List every length of time that the game audio mixing text below gives.

> _ARTICLE_:
»»
Interestingly, despite the fact the characters speak with gibberish voices, it sounded weird not ducking other sounds for them. Before the fact I assumed it wouldn't matter what with their voices not containing any explicit information, but not focusing on their voices whilst they are "speaking" makes what they are saying (i.e. what you are reading) feel inconsequential. I guess that's a nice example of sound having an impact on your perception, and highlights the importance of mixing.
Other functionality which has an effect on the mix is auto-reduce on specified looping sounds so that after, say, 15 seconds from initial event trigger a loop will be turned down by a given amount over, say, 30 seconds so that it makes an impact and then disappears. That's hard-coded.
In terms of mixing time, as is typical, it was just me, and I mixed in the same room as the audio was developed in. I tested the mix on other setups in the studio as well as taking a test kit home to try it out in a real-world environment, taking notes on things that could be improved. The mix was a constant iterative process throughout development with a couple of days during master submission dedicated to final tweaks."
Sword (2007) PS3
Tom Colvin, audio director, Ninja Theory
"Heavenly Sword also used FMOD. FMOD provides the ability to create a hierarchical bus structure as described in the section above. Each bus can have its own volume and pitch values, which can be modified in real-time. At the time, FMOD had some performance constraints related to the number of sub-buses within the bus structure, so we tried to keep the hierarchy as simple as possible.
The Ninja Theory tools team built our own proprietary GUI, which allowed us to configure mix snapshots, and adjust the mix in real-time. We were able to prevent the game from updating the mix if desired, so we could play with a mix template without the game suddenly changing the mix on us while we were working. We also had an in-game onscreen debug UI that showed us what mix templates were active, their priorities and so on.
««
> _RECORD EXTRACTS_:
»»
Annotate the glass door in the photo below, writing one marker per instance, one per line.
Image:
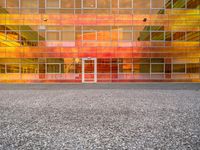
(89, 70)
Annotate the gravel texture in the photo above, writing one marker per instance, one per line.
(102, 117)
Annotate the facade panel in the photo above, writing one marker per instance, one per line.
(99, 40)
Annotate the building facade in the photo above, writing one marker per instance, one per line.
(99, 40)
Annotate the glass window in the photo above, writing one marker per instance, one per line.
(29, 35)
(103, 4)
(193, 36)
(52, 3)
(29, 68)
(168, 68)
(157, 60)
(157, 3)
(89, 3)
(157, 36)
(168, 36)
(67, 3)
(157, 68)
(141, 4)
(2, 3)
(29, 3)
(125, 36)
(68, 36)
(193, 68)
(104, 68)
(144, 36)
(2, 68)
(125, 3)
(52, 36)
(12, 68)
(193, 4)
(12, 3)
(141, 68)
(179, 36)
(141, 60)
(53, 68)
(55, 60)
(179, 68)
(179, 3)
(125, 68)
(67, 68)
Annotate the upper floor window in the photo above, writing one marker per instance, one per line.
(2, 3)
(125, 3)
(52, 3)
(67, 3)
(12, 3)
(179, 3)
(29, 3)
(89, 3)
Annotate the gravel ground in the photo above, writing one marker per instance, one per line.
(85, 117)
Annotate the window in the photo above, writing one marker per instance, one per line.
(179, 68)
(125, 36)
(103, 3)
(53, 68)
(2, 3)
(179, 3)
(157, 68)
(68, 36)
(125, 68)
(179, 36)
(2, 68)
(144, 36)
(12, 68)
(52, 3)
(193, 4)
(141, 4)
(89, 3)
(12, 3)
(193, 36)
(53, 36)
(67, 68)
(29, 3)
(168, 36)
(157, 3)
(125, 3)
(67, 3)
(141, 68)
(29, 68)
(30, 35)
(193, 68)
(157, 60)
(157, 36)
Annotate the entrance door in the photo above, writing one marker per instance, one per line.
(89, 70)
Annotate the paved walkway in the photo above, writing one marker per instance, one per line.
(100, 116)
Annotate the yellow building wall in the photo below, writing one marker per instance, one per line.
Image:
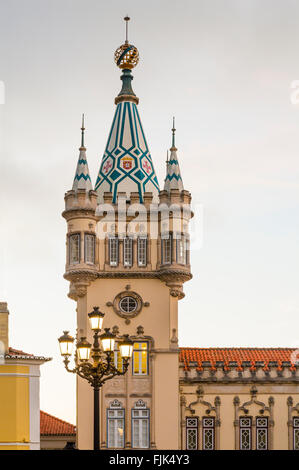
(14, 406)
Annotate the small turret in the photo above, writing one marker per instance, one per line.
(173, 178)
(80, 214)
(82, 178)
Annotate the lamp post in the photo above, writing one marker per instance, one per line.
(94, 363)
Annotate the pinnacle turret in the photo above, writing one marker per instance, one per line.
(173, 178)
(82, 178)
(126, 165)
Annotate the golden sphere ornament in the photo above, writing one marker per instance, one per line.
(126, 56)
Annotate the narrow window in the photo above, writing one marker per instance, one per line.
(140, 359)
(166, 249)
(262, 433)
(180, 251)
(141, 251)
(187, 250)
(296, 433)
(74, 248)
(116, 428)
(192, 433)
(208, 433)
(140, 429)
(245, 433)
(89, 248)
(118, 362)
(128, 251)
(113, 251)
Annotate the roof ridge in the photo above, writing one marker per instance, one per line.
(241, 347)
(58, 419)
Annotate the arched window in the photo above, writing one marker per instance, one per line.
(115, 426)
(140, 425)
(89, 248)
(74, 248)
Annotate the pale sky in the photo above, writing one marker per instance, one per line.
(224, 69)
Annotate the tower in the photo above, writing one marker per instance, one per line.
(128, 254)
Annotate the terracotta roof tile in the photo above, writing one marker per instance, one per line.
(17, 353)
(52, 426)
(238, 355)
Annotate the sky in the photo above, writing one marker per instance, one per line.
(225, 70)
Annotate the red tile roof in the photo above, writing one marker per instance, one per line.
(17, 353)
(238, 355)
(52, 426)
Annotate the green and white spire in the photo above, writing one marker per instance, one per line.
(82, 178)
(173, 178)
(126, 165)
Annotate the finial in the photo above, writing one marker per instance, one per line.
(127, 55)
(173, 133)
(127, 19)
(167, 162)
(82, 132)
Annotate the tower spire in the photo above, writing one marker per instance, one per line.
(82, 178)
(127, 19)
(173, 178)
(82, 132)
(127, 164)
(173, 133)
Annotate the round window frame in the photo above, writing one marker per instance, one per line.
(130, 298)
(116, 304)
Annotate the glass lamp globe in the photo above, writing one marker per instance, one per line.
(66, 343)
(83, 349)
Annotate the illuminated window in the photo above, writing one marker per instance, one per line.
(140, 426)
(245, 433)
(187, 250)
(118, 362)
(140, 359)
(113, 251)
(141, 251)
(74, 248)
(208, 433)
(181, 251)
(296, 433)
(261, 433)
(166, 245)
(116, 428)
(128, 251)
(192, 433)
(89, 249)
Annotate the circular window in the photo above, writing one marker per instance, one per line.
(128, 304)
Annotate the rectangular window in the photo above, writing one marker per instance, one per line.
(74, 248)
(116, 428)
(141, 251)
(245, 433)
(128, 251)
(180, 251)
(140, 359)
(192, 433)
(187, 250)
(118, 362)
(166, 244)
(296, 433)
(261, 433)
(89, 248)
(140, 429)
(208, 433)
(113, 251)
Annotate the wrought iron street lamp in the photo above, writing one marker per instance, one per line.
(95, 363)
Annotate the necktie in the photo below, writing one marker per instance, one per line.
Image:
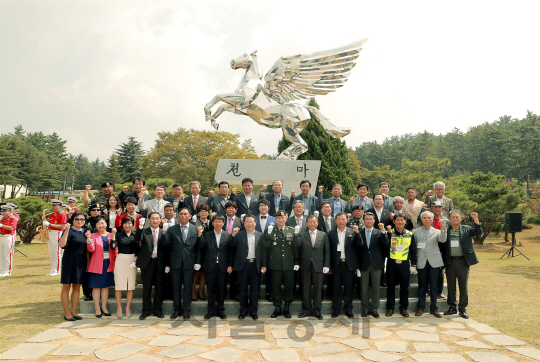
««
> _WRITTEN ANSWER_:
- 15 seconds
- 30 seconds
- a couple of days